[SET EXERCISE]: Transcribe every line exactly. Leave the pictures behind.

>> BEGIN ENTRIES SHOWN

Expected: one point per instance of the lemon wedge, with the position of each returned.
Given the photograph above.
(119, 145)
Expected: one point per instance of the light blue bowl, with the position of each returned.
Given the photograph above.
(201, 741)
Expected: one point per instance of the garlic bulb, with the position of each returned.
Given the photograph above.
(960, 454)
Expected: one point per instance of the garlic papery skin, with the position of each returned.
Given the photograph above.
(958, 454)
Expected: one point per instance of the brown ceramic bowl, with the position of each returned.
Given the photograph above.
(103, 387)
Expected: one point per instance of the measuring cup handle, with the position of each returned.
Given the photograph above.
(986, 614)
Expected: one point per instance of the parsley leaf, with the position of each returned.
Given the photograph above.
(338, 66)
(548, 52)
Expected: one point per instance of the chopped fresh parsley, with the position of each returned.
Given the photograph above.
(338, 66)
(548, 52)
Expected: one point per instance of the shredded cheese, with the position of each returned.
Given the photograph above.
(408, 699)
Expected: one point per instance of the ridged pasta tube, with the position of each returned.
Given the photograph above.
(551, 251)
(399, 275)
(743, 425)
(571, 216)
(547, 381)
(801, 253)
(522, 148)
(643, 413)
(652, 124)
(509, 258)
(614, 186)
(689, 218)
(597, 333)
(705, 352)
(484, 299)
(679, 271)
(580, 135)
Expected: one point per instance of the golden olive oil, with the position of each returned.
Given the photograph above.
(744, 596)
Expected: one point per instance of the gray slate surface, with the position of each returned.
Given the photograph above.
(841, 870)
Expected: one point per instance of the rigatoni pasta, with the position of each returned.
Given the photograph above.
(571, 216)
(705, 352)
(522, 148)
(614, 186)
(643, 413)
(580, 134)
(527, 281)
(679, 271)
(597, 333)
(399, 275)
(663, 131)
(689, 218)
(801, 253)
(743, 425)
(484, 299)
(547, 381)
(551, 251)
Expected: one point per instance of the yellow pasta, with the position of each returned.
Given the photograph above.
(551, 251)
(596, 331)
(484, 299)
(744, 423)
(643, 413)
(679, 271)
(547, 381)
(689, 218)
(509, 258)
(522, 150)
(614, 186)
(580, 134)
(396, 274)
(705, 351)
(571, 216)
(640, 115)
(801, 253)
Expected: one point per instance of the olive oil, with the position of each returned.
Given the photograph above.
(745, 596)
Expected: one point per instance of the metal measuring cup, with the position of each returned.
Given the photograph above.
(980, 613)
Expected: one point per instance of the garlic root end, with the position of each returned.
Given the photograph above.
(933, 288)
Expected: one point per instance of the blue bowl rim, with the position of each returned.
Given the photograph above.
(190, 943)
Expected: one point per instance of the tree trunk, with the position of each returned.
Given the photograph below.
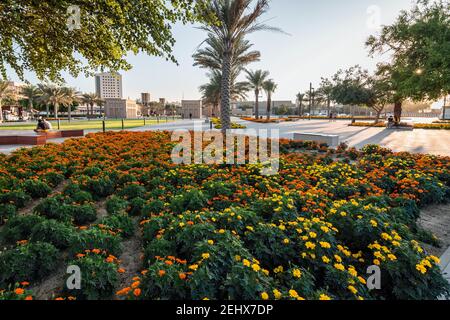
(256, 103)
(225, 93)
(398, 111)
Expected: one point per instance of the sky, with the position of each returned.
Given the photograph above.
(323, 36)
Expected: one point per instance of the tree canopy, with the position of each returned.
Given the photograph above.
(419, 43)
(46, 37)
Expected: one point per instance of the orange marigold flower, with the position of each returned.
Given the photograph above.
(19, 291)
(137, 292)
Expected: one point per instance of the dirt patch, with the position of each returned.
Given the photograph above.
(437, 220)
(131, 259)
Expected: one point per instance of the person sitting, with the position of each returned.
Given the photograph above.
(43, 125)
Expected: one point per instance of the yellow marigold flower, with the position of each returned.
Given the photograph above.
(352, 289)
(296, 273)
(339, 266)
(277, 294)
(310, 245)
(325, 245)
(293, 293)
(392, 257)
(205, 255)
(421, 269)
(255, 267)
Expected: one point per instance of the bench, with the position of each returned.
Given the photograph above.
(37, 139)
(330, 140)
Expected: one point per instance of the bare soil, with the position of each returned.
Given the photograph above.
(437, 220)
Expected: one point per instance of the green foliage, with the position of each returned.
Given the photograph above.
(51, 231)
(30, 262)
(99, 279)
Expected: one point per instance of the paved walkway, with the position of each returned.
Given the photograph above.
(435, 142)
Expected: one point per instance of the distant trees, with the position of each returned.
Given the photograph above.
(269, 87)
(418, 43)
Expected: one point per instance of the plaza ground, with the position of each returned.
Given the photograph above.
(435, 142)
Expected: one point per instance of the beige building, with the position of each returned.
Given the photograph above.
(192, 109)
(121, 109)
(108, 85)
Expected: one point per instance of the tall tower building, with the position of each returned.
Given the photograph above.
(108, 85)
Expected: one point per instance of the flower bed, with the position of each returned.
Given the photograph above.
(223, 232)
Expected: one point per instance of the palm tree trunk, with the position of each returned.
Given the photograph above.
(225, 93)
(398, 111)
(256, 103)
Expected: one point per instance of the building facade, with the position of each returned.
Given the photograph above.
(192, 109)
(121, 109)
(108, 85)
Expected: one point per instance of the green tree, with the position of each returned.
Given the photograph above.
(72, 97)
(91, 100)
(5, 92)
(269, 87)
(31, 95)
(323, 94)
(236, 20)
(419, 43)
(40, 36)
(55, 96)
(300, 98)
(256, 81)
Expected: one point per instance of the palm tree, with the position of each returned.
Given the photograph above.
(91, 99)
(236, 20)
(256, 81)
(211, 56)
(72, 96)
(300, 99)
(53, 95)
(5, 91)
(211, 91)
(31, 94)
(269, 87)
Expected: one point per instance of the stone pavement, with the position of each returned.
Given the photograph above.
(436, 142)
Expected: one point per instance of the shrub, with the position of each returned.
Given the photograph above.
(116, 205)
(99, 277)
(82, 214)
(6, 211)
(17, 197)
(51, 231)
(20, 227)
(30, 262)
(122, 223)
(96, 239)
(36, 189)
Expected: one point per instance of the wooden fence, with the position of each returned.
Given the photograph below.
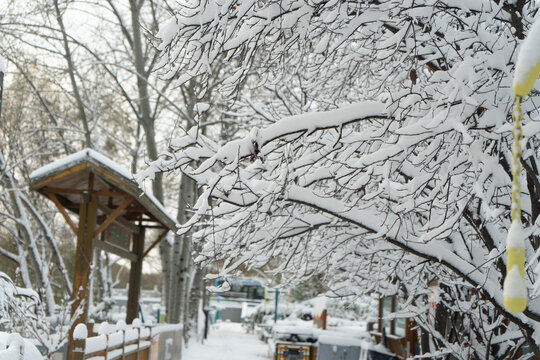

>> END ENTRIES SHOWN

[WRITTEN RESPONSE]:
Expected: one point per instance of the lemon wedge, with the position of each returned.
Given the photograph above.
(119, 145)
Expected: one point per instance of the light blue bowl, with the position of each returned.
Given the photograph above.
(201, 741)
Expected: one point per instance of the garlic bulb, with the position of each returned.
Given the photograph above.
(960, 454)
Expected: one point per instance of the garlic papery skin, with the position of each returned.
Given the photograph above.
(958, 454)
Expected: one point per instance of the brown ceramic bowl, with the position of each returned.
Given the photograph above.
(103, 387)
Expected: one point per instance of the measuring cup handle, with the position of each returned.
Given the photograph above.
(986, 614)
Expected: one point per instance of the parsley leaf, with the position of each returned.
Given the photograph above.
(338, 66)
(548, 52)
Expected: one point per instance of the chopped fresh parsley, with the position of each returned.
Given the photograph above.
(338, 66)
(548, 52)
Expected: one point per instance of the shredded cheese, with the position of each returned.
Given the photograph above.
(408, 699)
Expected: one point per instance of the ridged pasta tube, with the position of each returned.
Given the photograph above.
(551, 251)
(399, 275)
(743, 425)
(571, 216)
(547, 381)
(801, 253)
(522, 148)
(643, 413)
(652, 124)
(509, 258)
(614, 186)
(689, 218)
(597, 333)
(705, 352)
(484, 299)
(679, 271)
(580, 135)
Expected: one point per instance of the golden olive oil, with the position of each returned.
Given the photograph above.
(744, 596)
Expected: one point per instance of the gray slate surface, with the position of each returned.
Given the photograph above.
(841, 870)
Expected: one point per instance of the rigatoni pasta, with the position of each returned.
Given the photograph above.
(571, 216)
(705, 352)
(522, 148)
(614, 186)
(643, 413)
(580, 134)
(527, 281)
(679, 271)
(597, 333)
(399, 275)
(663, 131)
(689, 218)
(801, 253)
(743, 425)
(484, 299)
(547, 381)
(551, 251)
Expected: one point per instance of the yellow pasta, with the position of each returned.
Given the photograph above.
(551, 251)
(596, 331)
(484, 299)
(744, 423)
(643, 413)
(679, 271)
(547, 381)
(689, 218)
(509, 258)
(522, 150)
(614, 186)
(580, 134)
(396, 274)
(705, 351)
(571, 216)
(640, 115)
(801, 253)
Expected: one point per instance of the olive oil, with the position of each returned.
Given the photograph above.
(745, 596)
Expected: one point per instance of the metal measuring cup, with the position of each returned.
Given the photograph above.
(980, 613)
Expected: one point per instance of the garlic root end, with the position of each returned.
Given the photograph above.
(933, 288)
Expected: one point per instance of the blue bowl rim, with the position of each returned.
Given the photograph above.
(190, 943)
Expected: one point per instance of the tree trunk, with the position of each returned.
Given the photograph below.
(256, 103)
(225, 93)
(398, 111)
Expected: one point per instance of the sky, with the position of each returned.
Given the photograph above.
(323, 36)
Expected: one point per instance of the tree canopy, with the position of each returned.
Given the photograph above.
(419, 43)
(46, 37)
Expected: one point per instance of the orange marigold flower, with the position of each returned.
Given the photograph above.
(19, 291)
(137, 292)
Expected: one point per instance of the dirt patch, with the position of each returned.
Given the photograph above.
(437, 220)
(131, 259)
Expected: one point per instance of the person sitting, with the position of each returned.
Given the photograph above.
(43, 125)
Expected: one point per instance of the yellow marigold flower, with the position of each returned.
Given the photograph above.
(352, 289)
(296, 273)
(339, 266)
(277, 294)
(310, 245)
(325, 245)
(293, 293)
(392, 257)
(205, 255)
(421, 269)
(255, 267)
Expected: one point per instance of the bench, with the position of each returned.
Given the photograph above.
(37, 139)
(330, 140)
Expected: one point per instance of the bare soil, with the position of each returned.
Given the photograph above.
(437, 220)
Expected: one point per instance of the green foliage, with the position of each returned.
Given the photograph above.
(51, 231)
(30, 262)
(99, 279)
Expected: one point per instance of the paved walkway, with the position of each returned.
Given the photograph above.
(435, 142)
Expected: one point per instance of the distant trees, with the position of each returned.
Given the photograph above.
(269, 87)
(418, 43)
Expected: one point per instance of the plaza ground, with the position of each returned.
Given the photograph above.
(435, 142)
Expected: one point per instance of the beige building, with the position of each returned.
Given the photograph above.
(192, 109)
(121, 109)
(108, 85)
Expected: one point per instance of the tall tower building, with the position of each returned.
Given the photograph above.
(108, 85)
Expected: one point per instance of the flower bed, with the position of each returned.
Given the photograph above.
(223, 232)
Expected: one point per instance of the palm tree trunk, with the position of each returned.
Given the photograph above.
(225, 93)
(398, 111)
(256, 103)
Expected: one point per instance of the building facade, with the position of each returned.
Given the photograph above.
(192, 109)
(121, 109)
(108, 85)
Expected: one point per instance of the green tree, with the position of each returned.
Given the photograph above.
(72, 97)
(91, 100)
(5, 92)
(269, 87)
(31, 95)
(323, 94)
(236, 20)
(419, 43)
(40, 36)
(55, 96)
(300, 98)
(256, 81)
Expected: one point per instance of the palm tree, with the position of each returned.
Given the photograph above.
(91, 99)
(236, 20)
(256, 81)
(211, 56)
(72, 96)
(300, 99)
(53, 95)
(5, 91)
(211, 91)
(31, 94)
(269, 87)
Expected: one point per instance of the stone pavement, with the position of each returned.
Given the photograph above.
(436, 142)
Expected: one point per instance of the shrub, with the position of each returned.
Given the photograph above.
(116, 205)
(99, 277)
(82, 214)
(6, 211)
(17, 197)
(51, 231)
(20, 227)
(30, 262)
(122, 223)
(96, 239)
(36, 189)
Expected: one point per instance of the wooden fence, with the position of each returned.
Given the photograph below.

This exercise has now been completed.